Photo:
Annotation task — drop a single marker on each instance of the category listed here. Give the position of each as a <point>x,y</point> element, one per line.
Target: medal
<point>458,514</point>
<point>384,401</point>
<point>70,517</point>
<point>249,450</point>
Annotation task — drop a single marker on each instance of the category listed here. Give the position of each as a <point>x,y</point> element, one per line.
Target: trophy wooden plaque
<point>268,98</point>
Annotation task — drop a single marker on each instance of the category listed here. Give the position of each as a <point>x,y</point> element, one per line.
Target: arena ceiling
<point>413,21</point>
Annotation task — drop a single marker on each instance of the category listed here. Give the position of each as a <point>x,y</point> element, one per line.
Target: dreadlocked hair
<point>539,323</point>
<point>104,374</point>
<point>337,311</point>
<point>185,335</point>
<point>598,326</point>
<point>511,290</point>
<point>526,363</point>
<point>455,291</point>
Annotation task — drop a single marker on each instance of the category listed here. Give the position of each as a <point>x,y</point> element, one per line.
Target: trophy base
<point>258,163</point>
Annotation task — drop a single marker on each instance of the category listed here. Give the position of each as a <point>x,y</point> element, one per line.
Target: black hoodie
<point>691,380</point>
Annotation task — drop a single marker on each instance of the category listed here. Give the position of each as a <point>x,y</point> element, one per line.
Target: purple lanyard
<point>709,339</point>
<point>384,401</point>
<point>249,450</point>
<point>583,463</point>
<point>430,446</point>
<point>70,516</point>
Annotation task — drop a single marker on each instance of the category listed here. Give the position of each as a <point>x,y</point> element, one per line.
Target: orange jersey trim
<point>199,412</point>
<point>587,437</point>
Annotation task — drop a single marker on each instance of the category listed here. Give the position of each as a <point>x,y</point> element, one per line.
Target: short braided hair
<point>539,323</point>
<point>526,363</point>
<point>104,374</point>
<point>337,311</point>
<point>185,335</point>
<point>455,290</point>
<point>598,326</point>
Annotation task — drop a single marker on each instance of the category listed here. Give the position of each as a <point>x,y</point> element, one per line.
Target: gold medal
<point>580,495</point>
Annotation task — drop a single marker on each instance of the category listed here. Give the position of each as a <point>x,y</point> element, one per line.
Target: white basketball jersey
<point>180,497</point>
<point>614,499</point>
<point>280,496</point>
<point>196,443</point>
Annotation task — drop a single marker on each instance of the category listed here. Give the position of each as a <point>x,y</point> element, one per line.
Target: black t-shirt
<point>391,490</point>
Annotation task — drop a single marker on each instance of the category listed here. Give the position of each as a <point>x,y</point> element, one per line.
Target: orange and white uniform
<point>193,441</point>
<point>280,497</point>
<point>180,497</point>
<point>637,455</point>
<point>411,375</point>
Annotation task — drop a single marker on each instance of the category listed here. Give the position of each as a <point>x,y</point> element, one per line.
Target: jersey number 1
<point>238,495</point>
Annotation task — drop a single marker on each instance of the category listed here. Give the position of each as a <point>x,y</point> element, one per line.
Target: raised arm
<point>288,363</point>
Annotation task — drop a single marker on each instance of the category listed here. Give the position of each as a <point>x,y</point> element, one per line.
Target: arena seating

▶ [REQUIRED WORK]: Write out the entire listing so that each line matches the original exactly.

▶ [RESPONSE]:
Photo:
Annotation task — drop a single marker on each instance of the category listed here. Give the position of each as a <point>x,y</point> element, one per line.
Target: medal
<point>458,514</point>
<point>384,401</point>
<point>70,517</point>
<point>249,450</point>
Annotation task — drop a single marker on each instance of the category listed here. Give the position of each as a <point>x,y</point> element, one per line.
Target: trophy wooden plaque
<point>268,98</point>
Annotation task — drop a single marker on each instance of the category listed here. Give the position of each as a <point>x,y</point> element, one per line.
Target: arena ceiling
<point>413,21</point>
Annotation task — drop a single marker on each instance of the category listed here. Give the position of each as a <point>x,y</point> element, one per line.
Target: dreadlocked hair
<point>539,323</point>
<point>104,374</point>
<point>337,311</point>
<point>185,335</point>
<point>598,326</point>
<point>511,290</point>
<point>526,363</point>
<point>455,291</point>
Annotation task — drop a single marker on each instance of the category listed here. Give the position of each as a <point>x,y</point> element, one per line.
Target: trophy base
<point>258,163</point>
Annotation task — drop a single marker on each instance of the category listed here. Give the position of each as a <point>x,y</point> element, one per line.
Target: black hoodie
<point>691,380</point>
Annotation task — drop a single marker on each instance of the category listed here. Give the position of each as a <point>x,y</point> element, one per line.
Target: purple lanyard
<point>709,339</point>
<point>384,401</point>
<point>249,450</point>
<point>583,463</point>
<point>430,446</point>
<point>70,516</point>
Annotation task — drop a single marker on each instance of the category listed here. Give the position of each as a <point>x,y</point> element, one per line.
Target: orange jersey trim
<point>199,412</point>
<point>587,437</point>
Annotation task — drop a single marker on each instance of the category listed here. Give the position of each as a <point>x,y</point> element, one per line.
Target: short braided hair
<point>539,323</point>
<point>526,363</point>
<point>104,374</point>
<point>337,311</point>
<point>185,335</point>
<point>455,290</point>
<point>598,326</point>
Annotation task — drop a single marker on each instance of the category listed here. Give the position of each as a <point>x,y</point> element, one per line.
Target: gold medal
<point>580,495</point>
Annotation task — drop a single marker on each instance of the category listed here. Give the position of each as a <point>x,y</point> element, one per line.
Target: white basketball jersey
<point>180,497</point>
<point>614,499</point>
<point>280,496</point>
<point>196,443</point>
Annotation task — drop a single marker on each instance of the category listed here. Give the position of each as a <point>x,y</point> element, one per line.
Target: black t-shirt
<point>391,490</point>
Annotation task — drop a single marker on each instance of the category listed here. Give the position of each as a <point>x,y</point> element, one per line.
Target: orange and white uniform
<point>193,441</point>
<point>280,497</point>
<point>180,497</point>
<point>637,455</point>
<point>411,375</point>
Annotation task — drop a single marker on each instance of the category listed here. Give the position of each as a <point>x,y</point> element, one per line.
Target: jersey number 1
<point>238,495</point>
Annotation task — drop a single marker on each instance of the category listed here. Give the position of each as a <point>x,y</point> element, one per line.
Target: raised arm
<point>288,363</point>
Annotation task — drop a single marker on each instance of the category listed here. Give the position of each as a <point>x,y</point> element, one per line.
Target: arena seating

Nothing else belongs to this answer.